─── Information given ───

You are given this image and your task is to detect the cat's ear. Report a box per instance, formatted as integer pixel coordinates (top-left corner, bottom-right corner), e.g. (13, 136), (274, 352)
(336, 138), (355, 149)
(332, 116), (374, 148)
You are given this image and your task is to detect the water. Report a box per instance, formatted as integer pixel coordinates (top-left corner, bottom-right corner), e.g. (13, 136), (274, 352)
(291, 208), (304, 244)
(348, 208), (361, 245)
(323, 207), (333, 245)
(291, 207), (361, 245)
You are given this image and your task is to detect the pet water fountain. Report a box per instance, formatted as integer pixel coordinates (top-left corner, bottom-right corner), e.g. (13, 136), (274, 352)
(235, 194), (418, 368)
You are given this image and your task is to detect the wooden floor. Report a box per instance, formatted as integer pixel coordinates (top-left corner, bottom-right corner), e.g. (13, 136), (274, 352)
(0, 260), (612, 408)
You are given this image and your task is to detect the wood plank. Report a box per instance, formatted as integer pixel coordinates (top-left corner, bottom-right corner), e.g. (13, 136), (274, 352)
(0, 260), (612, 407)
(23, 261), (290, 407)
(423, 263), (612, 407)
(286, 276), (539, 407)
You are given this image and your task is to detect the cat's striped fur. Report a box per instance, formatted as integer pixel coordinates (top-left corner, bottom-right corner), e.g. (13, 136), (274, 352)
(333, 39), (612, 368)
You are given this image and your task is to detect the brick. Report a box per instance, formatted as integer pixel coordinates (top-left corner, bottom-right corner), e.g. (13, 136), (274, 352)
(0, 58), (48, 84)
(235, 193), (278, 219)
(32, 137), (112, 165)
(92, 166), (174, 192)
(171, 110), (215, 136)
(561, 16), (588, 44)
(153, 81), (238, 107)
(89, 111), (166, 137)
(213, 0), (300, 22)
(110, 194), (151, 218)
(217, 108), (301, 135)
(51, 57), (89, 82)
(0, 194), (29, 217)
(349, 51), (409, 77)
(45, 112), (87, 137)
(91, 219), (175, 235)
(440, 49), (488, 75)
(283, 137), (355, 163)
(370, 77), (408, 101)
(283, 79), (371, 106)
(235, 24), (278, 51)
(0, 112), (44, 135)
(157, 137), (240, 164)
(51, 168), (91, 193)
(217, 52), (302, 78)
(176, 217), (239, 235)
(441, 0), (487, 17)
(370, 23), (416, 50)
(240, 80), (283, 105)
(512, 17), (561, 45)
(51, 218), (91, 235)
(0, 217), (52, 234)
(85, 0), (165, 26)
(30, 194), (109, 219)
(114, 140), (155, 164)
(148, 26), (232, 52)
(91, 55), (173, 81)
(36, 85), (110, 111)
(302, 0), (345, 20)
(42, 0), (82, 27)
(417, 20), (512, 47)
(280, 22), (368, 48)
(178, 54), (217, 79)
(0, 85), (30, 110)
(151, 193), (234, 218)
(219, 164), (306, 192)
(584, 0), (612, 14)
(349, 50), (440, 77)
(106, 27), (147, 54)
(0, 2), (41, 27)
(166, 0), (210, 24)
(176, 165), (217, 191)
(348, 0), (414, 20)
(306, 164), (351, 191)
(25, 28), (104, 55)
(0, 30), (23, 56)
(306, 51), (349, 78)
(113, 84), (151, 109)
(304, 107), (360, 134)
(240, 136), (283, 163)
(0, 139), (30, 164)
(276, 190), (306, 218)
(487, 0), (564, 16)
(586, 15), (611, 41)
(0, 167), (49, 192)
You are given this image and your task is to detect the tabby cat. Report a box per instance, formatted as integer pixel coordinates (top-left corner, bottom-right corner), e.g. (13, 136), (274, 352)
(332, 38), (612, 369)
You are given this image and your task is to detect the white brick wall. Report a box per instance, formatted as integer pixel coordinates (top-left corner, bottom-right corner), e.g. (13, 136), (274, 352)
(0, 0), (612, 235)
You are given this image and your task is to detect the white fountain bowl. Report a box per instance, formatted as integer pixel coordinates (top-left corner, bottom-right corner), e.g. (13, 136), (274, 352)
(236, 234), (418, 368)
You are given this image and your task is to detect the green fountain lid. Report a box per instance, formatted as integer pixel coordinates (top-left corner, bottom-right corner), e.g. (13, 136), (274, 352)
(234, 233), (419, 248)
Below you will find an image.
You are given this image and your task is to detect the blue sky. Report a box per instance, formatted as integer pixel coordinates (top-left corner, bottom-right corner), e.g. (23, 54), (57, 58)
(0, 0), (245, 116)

───
─── Information given ───

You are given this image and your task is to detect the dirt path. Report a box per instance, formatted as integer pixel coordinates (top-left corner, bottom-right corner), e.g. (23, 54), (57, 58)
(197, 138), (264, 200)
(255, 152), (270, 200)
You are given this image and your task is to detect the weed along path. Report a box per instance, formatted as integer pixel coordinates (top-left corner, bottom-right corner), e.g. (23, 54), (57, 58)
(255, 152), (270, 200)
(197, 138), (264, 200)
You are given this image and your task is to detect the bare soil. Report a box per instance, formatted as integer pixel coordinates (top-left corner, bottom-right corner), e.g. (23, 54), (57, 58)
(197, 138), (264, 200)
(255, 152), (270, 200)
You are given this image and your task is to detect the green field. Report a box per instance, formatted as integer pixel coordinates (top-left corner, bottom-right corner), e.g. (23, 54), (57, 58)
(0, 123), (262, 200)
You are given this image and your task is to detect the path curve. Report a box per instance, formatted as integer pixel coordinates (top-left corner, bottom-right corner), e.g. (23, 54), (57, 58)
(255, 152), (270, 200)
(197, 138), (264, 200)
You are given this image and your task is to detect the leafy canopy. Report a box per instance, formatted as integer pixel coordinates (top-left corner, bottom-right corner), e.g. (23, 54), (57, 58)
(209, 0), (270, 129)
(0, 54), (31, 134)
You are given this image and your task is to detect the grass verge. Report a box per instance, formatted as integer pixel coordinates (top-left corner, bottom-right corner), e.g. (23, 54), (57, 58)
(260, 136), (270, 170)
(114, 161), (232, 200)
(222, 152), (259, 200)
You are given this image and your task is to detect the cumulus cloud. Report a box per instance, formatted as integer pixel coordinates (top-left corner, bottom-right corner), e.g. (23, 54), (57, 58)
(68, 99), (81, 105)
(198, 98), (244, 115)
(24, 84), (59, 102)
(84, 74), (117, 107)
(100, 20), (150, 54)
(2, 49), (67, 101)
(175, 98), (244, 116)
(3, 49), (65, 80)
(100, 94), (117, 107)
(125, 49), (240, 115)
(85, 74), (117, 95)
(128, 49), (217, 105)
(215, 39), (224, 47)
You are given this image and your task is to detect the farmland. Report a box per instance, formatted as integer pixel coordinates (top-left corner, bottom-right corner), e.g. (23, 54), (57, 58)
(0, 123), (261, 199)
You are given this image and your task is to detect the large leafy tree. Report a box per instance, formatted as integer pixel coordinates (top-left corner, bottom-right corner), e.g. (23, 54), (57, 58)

───

Instructions to follow = Quote the rows above, word for word, from the line containing "the green fountain" through the line containing "(0, 0), (245, 116)". Include both of those lines.

Final answer =
You are given this image and your task is to detect the green fountain lid. Report a box per instance, formatted as integer pixel coordinates (top-left corner, bottom-right corner), e.g. (13, 136), (274, 352)
(234, 233), (419, 248)
Below you will find an image.
You are given this image and your task is to detect the blue sky. Report a box per instance, formatted as integer pixel coordinates (top-left corner, bottom-right corner), e.g. (23, 54), (57, 58)
(0, 0), (245, 116)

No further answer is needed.